= Beginning of Section =
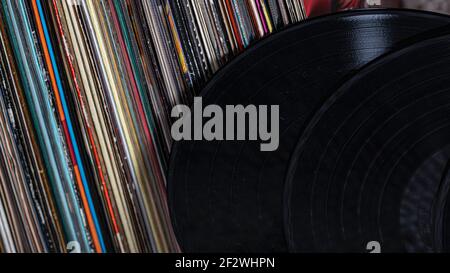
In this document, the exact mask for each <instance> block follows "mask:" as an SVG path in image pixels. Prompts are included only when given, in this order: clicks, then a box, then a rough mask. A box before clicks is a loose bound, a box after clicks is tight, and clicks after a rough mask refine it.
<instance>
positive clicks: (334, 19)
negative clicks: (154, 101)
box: [168, 10, 450, 252]
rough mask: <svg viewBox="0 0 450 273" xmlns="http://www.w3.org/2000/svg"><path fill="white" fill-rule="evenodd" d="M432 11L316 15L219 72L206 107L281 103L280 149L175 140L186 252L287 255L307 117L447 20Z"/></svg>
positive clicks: (171, 209) (170, 176)
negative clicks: (415, 41)
mask: <svg viewBox="0 0 450 273" xmlns="http://www.w3.org/2000/svg"><path fill="white" fill-rule="evenodd" d="M449 22H450V20H449V17H447V16H443V15H437V14H432V13H426V12H416V11H401V10H397V11H392V10H391V11H390V10H370V11H355V12H346V13H341V14H335V15H330V16H325V17H321V18H316V19H313V20H310V21H307V22H304V23H302V24H300V25H297V26H294V27H291V28H289V29H287V30H285V31H283V32H281V33H278V34H275V35H273V36H271V37H269V38H267V39H265V40H263V41H262V42H259V43H257V44H256V45H255V46H253V47H252V48H251V49H249V50H247V51H246V52H245V53H243V54H242V55H241V56H240V57H238V58H237V59H236V60H234V61H233V62H232V63H231V64H230V65H228V66H226V67H225V68H224V69H222V70H221V71H220V73H218V75H217V76H216V77H215V78H214V79H213V80H212V81H211V82H210V84H209V85H208V86H207V87H206V89H205V90H204V92H203V104H204V107H206V106H207V105H211V104H215V105H220V106H222V107H224V106H225V105H245V106H247V105H256V106H259V105H279V106H280V146H279V149H278V150H277V151H275V152H261V151H260V143H259V142H251V141H248V142H247V141H211V142H208V141H181V142H178V143H176V144H175V145H174V147H173V152H172V159H171V164H170V171H169V181H168V192H169V203H170V209H171V216H172V219H173V225H174V229H175V232H176V235H177V237H178V240H179V242H180V245H181V247H182V249H183V250H184V251H186V252H284V251H287V250H288V247H287V243H286V239H285V232H284V225H283V223H284V220H283V211H284V210H283V192H284V182H285V178H286V173H287V170H288V165H289V160H290V157H291V153H292V151H293V150H294V148H295V146H296V144H297V142H298V139H299V137H300V135H301V132H302V129H303V128H304V126H305V122H306V121H307V120H308V119H309V118H311V116H312V115H313V113H315V111H316V110H317V109H318V108H319V107H320V106H321V105H322V104H323V102H324V101H326V99H327V98H329V97H330V95H331V94H332V93H333V91H334V90H335V88H336V87H338V86H339V84H340V83H342V81H343V78H345V77H347V76H348V75H349V74H352V73H353V72H354V71H357V70H358V69H360V68H361V67H363V66H364V65H366V64H367V63H369V62H371V61H373V60H374V59H376V58H377V57H380V56H381V55H383V54H386V53H387V52H389V51H390V50H392V49H393V48H395V47H396V45H398V44H399V43H400V42H401V41H404V40H405V39H409V38H411V37H414V36H416V35H418V34H420V33H422V32H425V31H428V30H431V29H435V28H438V27H442V26H445V25H447V24H448V23H449Z"/></svg>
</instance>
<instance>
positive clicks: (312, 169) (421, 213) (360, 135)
mask: <svg viewBox="0 0 450 273" xmlns="http://www.w3.org/2000/svg"><path fill="white" fill-rule="evenodd" d="M449 68H450V36H443V37H440V38H434V39H429V40H425V41H422V42H419V43H417V44H415V45H413V46H410V47H407V48H405V49H402V50H399V51H398V52H395V53H392V54H389V55H388V56H385V57H383V58H381V59H380V60H378V61H376V62H374V63H373V64H371V65H369V66H368V67H366V68H365V69H363V70H362V71H361V72H360V73H358V75H357V76H355V77H354V78H352V79H351V80H349V81H348V82H347V83H345V84H344V85H343V86H342V87H341V88H340V89H339V90H338V91H337V92H336V93H335V94H334V95H333V96H332V97H331V98H330V99H329V100H328V101H327V102H326V103H325V104H324V106H323V107H322V108H321V109H320V110H319V111H318V112H317V114H316V116H315V117H314V118H313V119H312V120H311V122H310V123H309V125H308V127H307V129H306V130H305V132H304V134H303V136H302V137H301V139H300V142H299V144H298V147H297V149H296V151H295V153H294V156H293V159H292V165H291V167H290V170H289V173H288V179H287V182H286V198H285V200H286V208H287V211H286V227H287V236H288V240H289V244H290V248H291V250H292V251H295V252H366V251H367V249H366V247H367V245H368V243H369V242H377V243H378V244H379V245H380V246H381V251H382V252H386V253H391V252H395V253H397V252H402V253H403V252H413V253H418V252H419V253H423V252H425V253H427V252H442V251H445V249H446V247H447V246H446V242H445V239H444V238H448V229H446V228H445V226H446V224H448V222H446V221H448V219H447V220H446V218H447V216H448V214H447V209H446V206H447V205H446V203H447V202H446V199H447V196H448V181H447V180H448V162H449V159H450V88H449V86H450V69H449Z"/></svg>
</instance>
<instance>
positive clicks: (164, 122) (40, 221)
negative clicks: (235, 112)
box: [0, 0, 305, 253]
mask: <svg viewBox="0 0 450 273" xmlns="http://www.w3.org/2000/svg"><path fill="white" fill-rule="evenodd" d="M304 18H305V13H304V8H303V3H302V1H301V0H80V1H78V0H0V50H1V52H0V252H8V253H9V252H67V251H71V250H74V251H79V252H88V253H93V252H96V253H107V252H177V251H179V247H178V245H177V242H176V240H175V237H174V235H173V232H172V228H171V224H170V219H169V213H168V208H167V200H166V199H167V196H166V171H167V170H166V169H167V165H168V159H169V156H170V148H171V146H172V138H171V134H170V127H171V125H172V124H171V123H172V120H171V118H170V113H171V109H172V108H173V107H174V106H175V105H178V104H181V103H183V104H190V103H191V100H192V98H193V97H194V96H195V95H197V94H199V92H200V90H201V89H202V88H203V86H204V85H205V83H206V82H207V81H208V80H209V79H210V78H211V77H212V75H213V74H214V73H215V72H216V71H217V70H219V69H220V68H221V67H222V66H223V65H224V64H226V63H227V62H228V61H229V60H230V59H232V58H233V57H234V56H236V55H237V54H239V53H240V52H242V51H243V50H244V49H245V48H246V47H248V46H249V45H251V44H252V43H254V42H255V41H256V40H258V39H260V38H262V37H264V36H267V35H269V34H271V33H273V32H275V31H277V30H279V29H282V28H284V27H285V26H286V25H289V24H293V23H296V22H299V21H301V20H303V19H304Z"/></svg>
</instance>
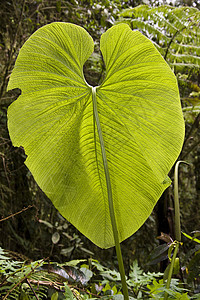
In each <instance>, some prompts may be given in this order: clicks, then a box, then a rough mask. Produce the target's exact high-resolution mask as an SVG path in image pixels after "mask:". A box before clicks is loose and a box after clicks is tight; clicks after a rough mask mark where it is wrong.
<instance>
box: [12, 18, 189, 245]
mask: <svg viewBox="0 0 200 300" xmlns="http://www.w3.org/2000/svg"><path fill="white" fill-rule="evenodd" d="M92 51H93V41H92V38H91V37H90V36H89V34H88V33H87V32H86V31H85V30H84V29H83V28H81V27H79V26H76V25H73V24H68V23H52V24H50V25H46V26H44V27H42V28H40V29H39V30H37V31H36V32H35V33H34V34H33V35H32V36H31V37H30V38H29V39H28V41H27V42H26V43H25V44H24V46H23V47H22V49H21V51H20V53H19V56H18V58H17V61H16V64H15V68H14V70H13V73H12V75H11V78H10V81H9V86H8V88H9V89H13V88H20V89H21V90H22V95H21V96H20V97H19V98H18V100H17V101H15V102H14V103H13V104H12V105H11V106H10V107H9V110H8V127H9V132H10V137H11V139H12V142H13V144H14V145H15V146H23V147H24V149H25V153H26V155H27V159H26V165H27V166H28V168H29V169H30V171H31V172H32V174H33V176H34V178H35V180H36V181H37V183H38V184H39V186H40V187H41V188H42V190H43V191H44V192H45V193H46V194H47V196H48V197H49V198H50V199H51V200H52V202H53V203H54V205H55V207H56V208H57V209H58V210H59V211H60V213H61V214H62V215H63V216H64V217H65V218H66V219H67V220H68V221H70V222H71V223H72V224H73V225H75V226H76V227H77V228H78V229H79V230H80V231H81V232H82V233H83V234H85V235H86V236H87V237H88V238H89V239H91V240H92V241H93V242H94V243H95V244H97V245H98V246H100V247H102V248H108V247H111V246H113V245H114V238H113V230H112V225H111V220H110V212H109V203H108V195H107V192H108V188H107V181H106V175H105V164H104V160H103V159H104V158H102V149H104V150H105V153H104V154H105V155H106V159H107V164H108V169H109V178H110V184H111V188H112V199H113V207H114V213H115V218H116V223H117V227H118V233H119V240H120V241H122V240H124V239H125V238H127V237H129V236H130V235H131V234H133V233H134V232H135V231H136V230H137V229H138V228H139V227H140V226H141V225H142V224H143V223H144V222H145V220H146V219H147V218H148V216H149V214H150V213H151V211H152V209H153V207H154V205H155V204H156V202H157V200H158V199H159V197H160V196H161V194H162V193H163V191H164V190H165V189H166V188H167V187H168V186H169V184H170V180H169V179H168V177H167V174H168V172H169V170H170V168H171V167H172V165H173V163H174V161H175V160H176V158H177V156H178V154H179V152H180V150H181V146H182V142H183V136H184V122H183V117H182V111H181V106H180V100H179V93H178V87H177V83H176V78H175V76H174V74H173V73H172V71H171V70H170V68H169V67H168V65H167V63H166V62H165V61H164V59H163V58H162V57H161V55H160V54H159V53H158V51H157V50H156V49H155V47H154V46H153V44H152V43H151V42H150V41H149V40H148V39H147V38H146V37H144V36H143V35H142V34H141V33H139V32H138V31H131V29H130V28H129V27H128V25H126V24H120V25H116V26H114V27H112V28H111V29H109V30H108V31H107V32H106V33H104V34H103V35H102V38H101V51H102V54H103V57H104V61H105V64H106V70H107V73H106V77H105V79H104V81H103V83H102V85H101V86H98V87H96V88H92V87H91V86H90V85H88V84H87V83H86V81H85V79H84V75H83V65H84V63H85V61H86V60H87V59H88V57H89V56H90V55H91V53H92ZM97 119H98V120H97ZM99 130H101V134H102V135H101V136H100V133H99ZM102 145H103V148H102Z"/></svg>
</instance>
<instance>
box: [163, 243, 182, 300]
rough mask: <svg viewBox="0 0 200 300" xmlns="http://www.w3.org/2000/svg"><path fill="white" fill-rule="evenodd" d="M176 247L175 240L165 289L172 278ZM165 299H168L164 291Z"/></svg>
mask: <svg viewBox="0 0 200 300" xmlns="http://www.w3.org/2000/svg"><path fill="white" fill-rule="evenodd" d="M178 248H179V243H178V242H177V243H176V245H175V249H174V254H173V257H172V261H171V264H170V269H169V274H168V278H167V284H166V288H167V289H169V288H170V283H171V279H172V274H173V269H174V263H175V259H176V256H177V253H178ZM167 299H168V293H167V292H165V295H164V300H167Z"/></svg>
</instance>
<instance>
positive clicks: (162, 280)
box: [0, 249, 199, 300]
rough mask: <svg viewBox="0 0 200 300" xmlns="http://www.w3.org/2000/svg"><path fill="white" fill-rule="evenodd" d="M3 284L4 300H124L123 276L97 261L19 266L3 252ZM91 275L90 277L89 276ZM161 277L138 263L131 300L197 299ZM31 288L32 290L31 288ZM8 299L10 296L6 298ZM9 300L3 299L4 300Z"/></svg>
mask: <svg viewBox="0 0 200 300" xmlns="http://www.w3.org/2000/svg"><path fill="white" fill-rule="evenodd" d="M0 251H1V252H0V253H1V254H0V270H1V283H0V293H1V296H3V299H8V300H10V299H17V297H19V299H23V300H24V299H31V300H35V297H34V293H33V291H34V292H35V293H36V294H37V296H38V299H49V300H64V299H65V300H66V299H71V300H75V299H79V300H80V299H98V298H101V299H105V300H109V299H116V300H117V299H118V300H121V299H123V298H122V294H121V284H120V274H119V273H118V272H117V271H116V270H111V269H109V268H107V267H105V266H103V265H101V264H100V263H99V262H98V261H96V260H89V261H88V262H87V260H85V261H83V260H74V261H69V262H67V263H64V264H58V263H55V262H48V263H47V262H44V261H43V260H40V261H36V262H32V263H31V264H29V263H26V262H19V261H15V260H13V259H11V258H10V257H9V256H8V253H7V252H5V250H3V249H0ZM88 274H89V276H88ZM162 275H163V274H162V273H160V272H158V273H155V272H153V273H151V272H147V273H145V272H144V271H143V270H142V269H141V268H140V267H139V266H138V263H137V261H136V260H135V261H134V263H133V264H132V266H131V270H130V273H129V279H128V280H127V284H128V289H129V294H130V300H133V299H164V298H163V297H164V293H165V292H167V293H168V295H169V297H168V299H182V300H184V299H198V297H199V294H198V295H193V296H192V295H191V291H190V292H189V290H187V289H186V288H184V286H183V284H182V283H181V282H180V281H179V280H178V279H172V281H171V285H170V288H169V289H166V287H165V283H164V282H163V280H162V279H160V278H161V277H162ZM30 286H31V288H32V289H31V288H30ZM6 295H7V296H6ZM5 296H6V297H7V298H4V297H5Z"/></svg>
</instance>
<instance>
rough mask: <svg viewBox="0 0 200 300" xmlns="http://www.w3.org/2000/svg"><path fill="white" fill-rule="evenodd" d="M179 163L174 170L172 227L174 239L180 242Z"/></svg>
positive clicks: (180, 240) (180, 161)
mask: <svg viewBox="0 0 200 300" xmlns="http://www.w3.org/2000/svg"><path fill="white" fill-rule="evenodd" d="M180 163H181V161H178V162H177V163H176V165H175V170H174V223H175V224H174V227H175V239H176V240H177V241H179V242H180V241H181V221H180V219H181V217H180V206H179V196H178V167H179V164H180Z"/></svg>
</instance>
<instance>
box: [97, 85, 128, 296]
mask: <svg viewBox="0 0 200 300" xmlns="http://www.w3.org/2000/svg"><path fill="white" fill-rule="evenodd" d="M91 88H92V99H93V109H94V117H95V121H96V125H97V130H98V135H99V141H100V146H101V153H102V159H103V165H104V172H105V177H106V185H107V193H108V203H109V211H110V218H111V224H112V230H113V236H114V241H115V249H116V253H117V260H118V264H119V272H120V275H121V282H122V290H123V294H124V300H128V299H129V295H128V288H127V284H126V277H125V270H124V263H123V258H122V253H121V247H120V242H119V233H118V229H117V222H116V218H115V212H114V205H113V197H112V188H111V182H110V174H109V169H108V162H107V157H106V150H105V145H104V140H103V134H102V130H101V125H100V120H99V114H98V110H97V100H96V87H91Z"/></svg>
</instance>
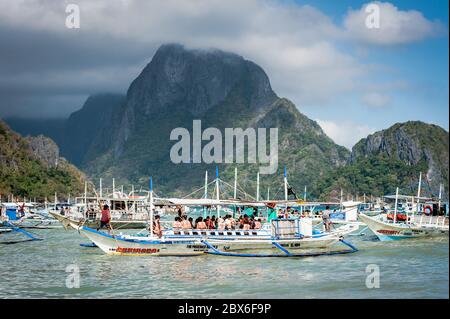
= End of Section =
What the exercise asks :: For the word "order", tally the lines of the listing that include it and give the number alone.

Exercise solution :: 2